____ Passage

Backpass: The Lesson of the Loons
How did Minnesota United go from dead Loons to *Dethloon* in just four years? Also, we dig in on who the Rapids might leave unprotected in next weeks Expansion Draft.

Do you remember 2017? Pablo Mastroeni returned triumphant from a successful 2016 season sporting a new contract (but not a mustache). Minnesota United, meanwhile, was embarking on its first year in MLS after jumping from the free-falling NASL. And it wasn’t going well.
After building what they thought was a solid prototype to start the season, the Loons conceded 18 goals in their first four MLS matches - on pace to end 2017 with 153 Goals Allowed, or roughly twice the number of the worst team in league history, 2019 FC Cincinnatti (75 Goals Allowed). They got things under control but missed the playoffs by ten points. It seemed like 2017 could be chalked up as ‘a moral victory’ - the stadium was full every week, and the team eventually won a few games. But there was no clear sense that Minnesota was building a contender.
Flash forward four years, and United have built something real and impressive - a playoff team that was ten minutes away from playing for MLS Cup. It is worth taking a look at some of the moves Minnesota has made over the last four years that got them to this point - what principles might a team like the Colorado Rapids derive from Minnesota’s construction project that could be duplicated successfully in Commerce City? Have the Rapids got the right pieces together in building a playoff contender like Minnesota?*
Some guys are core guys, some guys are building blocks
The Loons in 2017 and 2018 tried a lot of guys out who would serve the club, but were not going to be the ultimate solution. But the process of plugging and playing in those first two years started to give the team their base moving forward.

________

**Short problem 1**
Answer these from the article on Minnesota United:
(a) How many goals did the Loons give up in their first four MLS matches?
(b) By how many points did Minnesota miss the playoffs in 2017?
(c) How close did the recent playoff team come to playing for MLS Cup?

____ Records

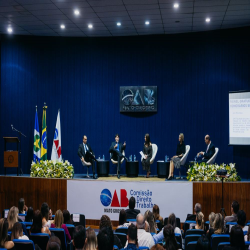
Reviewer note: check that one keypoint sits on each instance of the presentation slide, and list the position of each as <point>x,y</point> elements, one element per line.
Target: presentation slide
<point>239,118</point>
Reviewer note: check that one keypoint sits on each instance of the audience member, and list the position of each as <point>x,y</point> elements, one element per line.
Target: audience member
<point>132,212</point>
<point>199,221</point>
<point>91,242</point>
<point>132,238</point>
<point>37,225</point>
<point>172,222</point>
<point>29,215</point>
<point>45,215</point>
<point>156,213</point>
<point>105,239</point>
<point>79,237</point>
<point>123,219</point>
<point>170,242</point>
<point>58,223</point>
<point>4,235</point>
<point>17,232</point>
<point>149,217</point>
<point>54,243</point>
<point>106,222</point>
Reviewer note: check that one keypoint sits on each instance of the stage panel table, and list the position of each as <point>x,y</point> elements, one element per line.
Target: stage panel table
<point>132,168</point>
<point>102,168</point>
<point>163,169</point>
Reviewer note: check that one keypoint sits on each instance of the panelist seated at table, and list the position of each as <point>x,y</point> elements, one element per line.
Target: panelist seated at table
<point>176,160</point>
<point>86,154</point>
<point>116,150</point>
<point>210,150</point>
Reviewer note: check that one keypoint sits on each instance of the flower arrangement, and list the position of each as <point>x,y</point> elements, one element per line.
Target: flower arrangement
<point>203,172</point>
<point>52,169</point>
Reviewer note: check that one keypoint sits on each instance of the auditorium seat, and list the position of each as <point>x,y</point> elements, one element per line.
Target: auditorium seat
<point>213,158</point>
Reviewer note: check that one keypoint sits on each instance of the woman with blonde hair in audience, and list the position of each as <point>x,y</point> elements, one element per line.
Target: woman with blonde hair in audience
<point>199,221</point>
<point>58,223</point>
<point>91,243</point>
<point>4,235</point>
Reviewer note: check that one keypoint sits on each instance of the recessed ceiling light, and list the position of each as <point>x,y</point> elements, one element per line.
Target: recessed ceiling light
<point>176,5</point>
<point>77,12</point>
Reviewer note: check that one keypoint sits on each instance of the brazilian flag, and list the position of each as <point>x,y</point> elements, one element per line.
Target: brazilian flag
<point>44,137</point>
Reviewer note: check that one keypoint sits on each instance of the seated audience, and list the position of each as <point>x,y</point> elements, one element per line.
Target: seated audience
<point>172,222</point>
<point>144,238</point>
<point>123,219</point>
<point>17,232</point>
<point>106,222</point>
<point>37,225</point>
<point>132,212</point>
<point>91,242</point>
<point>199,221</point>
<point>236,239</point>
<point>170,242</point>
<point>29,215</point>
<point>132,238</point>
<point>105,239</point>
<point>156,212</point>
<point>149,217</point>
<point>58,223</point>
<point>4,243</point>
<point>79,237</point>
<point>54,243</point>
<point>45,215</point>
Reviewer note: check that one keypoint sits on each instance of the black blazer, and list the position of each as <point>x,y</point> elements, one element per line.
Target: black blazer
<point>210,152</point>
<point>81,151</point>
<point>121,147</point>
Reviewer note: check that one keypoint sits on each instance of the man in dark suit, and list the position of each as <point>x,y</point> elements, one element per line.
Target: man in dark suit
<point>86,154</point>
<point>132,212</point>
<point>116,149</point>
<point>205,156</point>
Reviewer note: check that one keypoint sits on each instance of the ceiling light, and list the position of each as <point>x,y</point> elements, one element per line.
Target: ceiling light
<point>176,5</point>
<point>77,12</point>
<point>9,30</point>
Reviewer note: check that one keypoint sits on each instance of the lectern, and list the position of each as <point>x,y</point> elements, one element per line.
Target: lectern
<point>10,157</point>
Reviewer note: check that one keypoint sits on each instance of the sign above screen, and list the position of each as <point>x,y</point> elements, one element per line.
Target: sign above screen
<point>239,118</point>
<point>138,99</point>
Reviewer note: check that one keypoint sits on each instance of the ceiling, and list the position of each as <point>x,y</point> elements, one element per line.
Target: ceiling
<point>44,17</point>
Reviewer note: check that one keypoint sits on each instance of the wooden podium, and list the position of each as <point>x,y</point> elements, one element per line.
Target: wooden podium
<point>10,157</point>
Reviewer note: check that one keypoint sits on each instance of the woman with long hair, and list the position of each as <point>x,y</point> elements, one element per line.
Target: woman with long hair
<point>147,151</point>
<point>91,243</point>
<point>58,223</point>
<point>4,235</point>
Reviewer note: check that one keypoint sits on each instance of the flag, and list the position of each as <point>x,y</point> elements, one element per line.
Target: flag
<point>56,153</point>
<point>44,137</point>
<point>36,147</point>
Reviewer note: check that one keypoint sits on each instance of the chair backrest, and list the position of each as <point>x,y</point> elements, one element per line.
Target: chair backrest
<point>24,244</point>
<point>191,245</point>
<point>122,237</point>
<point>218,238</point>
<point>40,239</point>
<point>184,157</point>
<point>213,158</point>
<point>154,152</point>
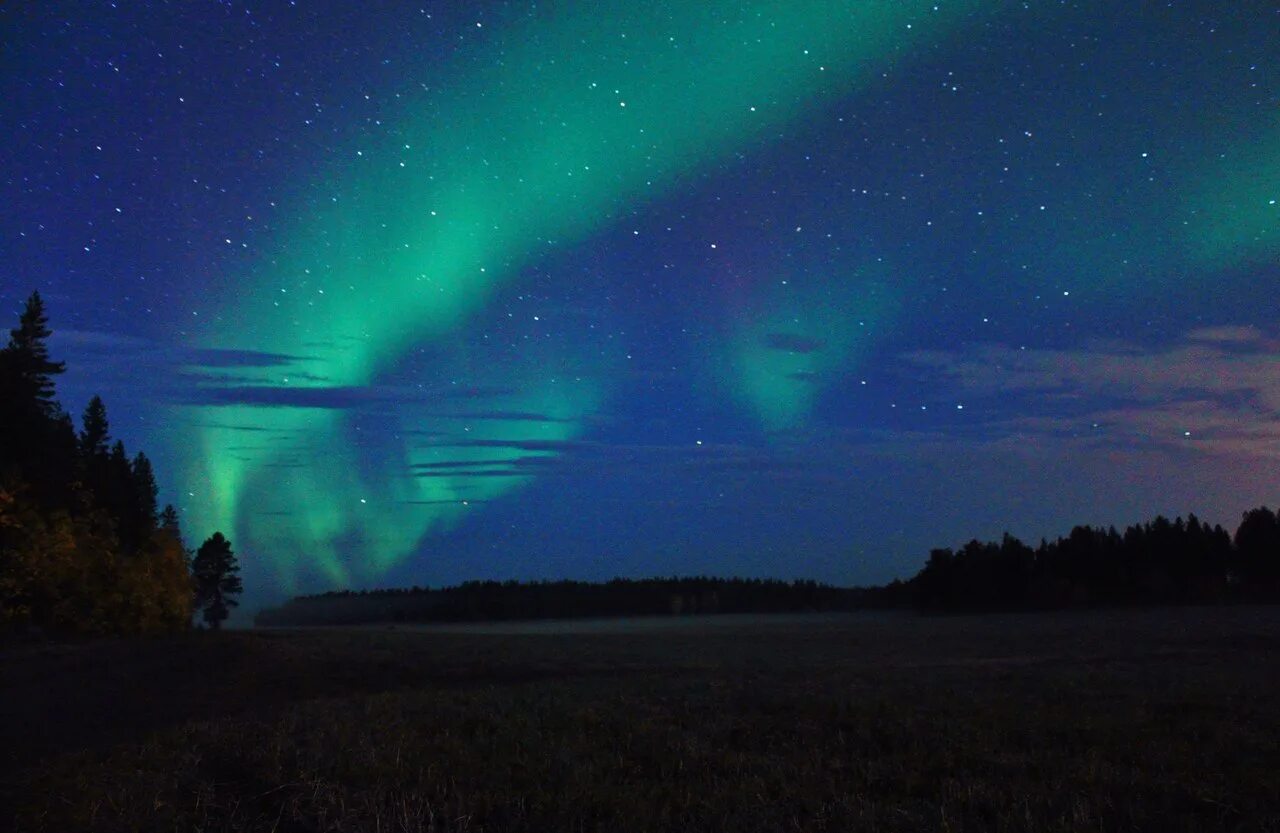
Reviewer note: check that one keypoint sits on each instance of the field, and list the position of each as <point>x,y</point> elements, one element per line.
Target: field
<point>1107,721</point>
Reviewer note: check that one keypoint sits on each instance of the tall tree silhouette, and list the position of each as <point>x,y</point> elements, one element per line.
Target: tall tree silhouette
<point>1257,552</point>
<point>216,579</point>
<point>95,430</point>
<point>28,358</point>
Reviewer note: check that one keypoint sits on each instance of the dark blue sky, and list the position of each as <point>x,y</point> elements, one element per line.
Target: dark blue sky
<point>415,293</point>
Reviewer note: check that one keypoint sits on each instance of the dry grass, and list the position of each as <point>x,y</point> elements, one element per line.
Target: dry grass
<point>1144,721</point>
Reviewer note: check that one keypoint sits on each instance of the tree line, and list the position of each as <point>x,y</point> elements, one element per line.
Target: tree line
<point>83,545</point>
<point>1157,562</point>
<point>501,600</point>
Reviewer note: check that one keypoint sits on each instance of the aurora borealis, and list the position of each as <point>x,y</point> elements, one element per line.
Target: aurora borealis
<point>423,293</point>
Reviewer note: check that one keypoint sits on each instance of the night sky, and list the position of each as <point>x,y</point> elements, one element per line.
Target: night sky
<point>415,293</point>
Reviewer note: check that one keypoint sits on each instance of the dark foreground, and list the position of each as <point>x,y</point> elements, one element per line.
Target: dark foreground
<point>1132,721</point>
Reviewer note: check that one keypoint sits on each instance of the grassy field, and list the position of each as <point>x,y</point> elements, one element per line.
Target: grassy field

________

**Short problem 2**
In the records, copy the lines starting at the line that contains "of the black" and ending at the line that contains "<point>205,156</point>", both of those lines included.

**Full answer 1**
(a) 18 goals.
(b) Ten points.
(c) Ten minutes away.

**Full answer 2**
Reviewer note: check that one keypoint sits on each instance of the black blazer, and list the position of each as <point>x,y</point> elements, one element per line.
Target: black blazer
<point>210,152</point>
<point>81,151</point>
<point>121,147</point>
Reviewer note: check that one keypoint sits on each instance of the man in dark suit, and list the position of each as <point>x,y</point> elements, one element per line.
Target: man in dark suit
<point>86,154</point>
<point>132,212</point>
<point>116,149</point>
<point>205,156</point>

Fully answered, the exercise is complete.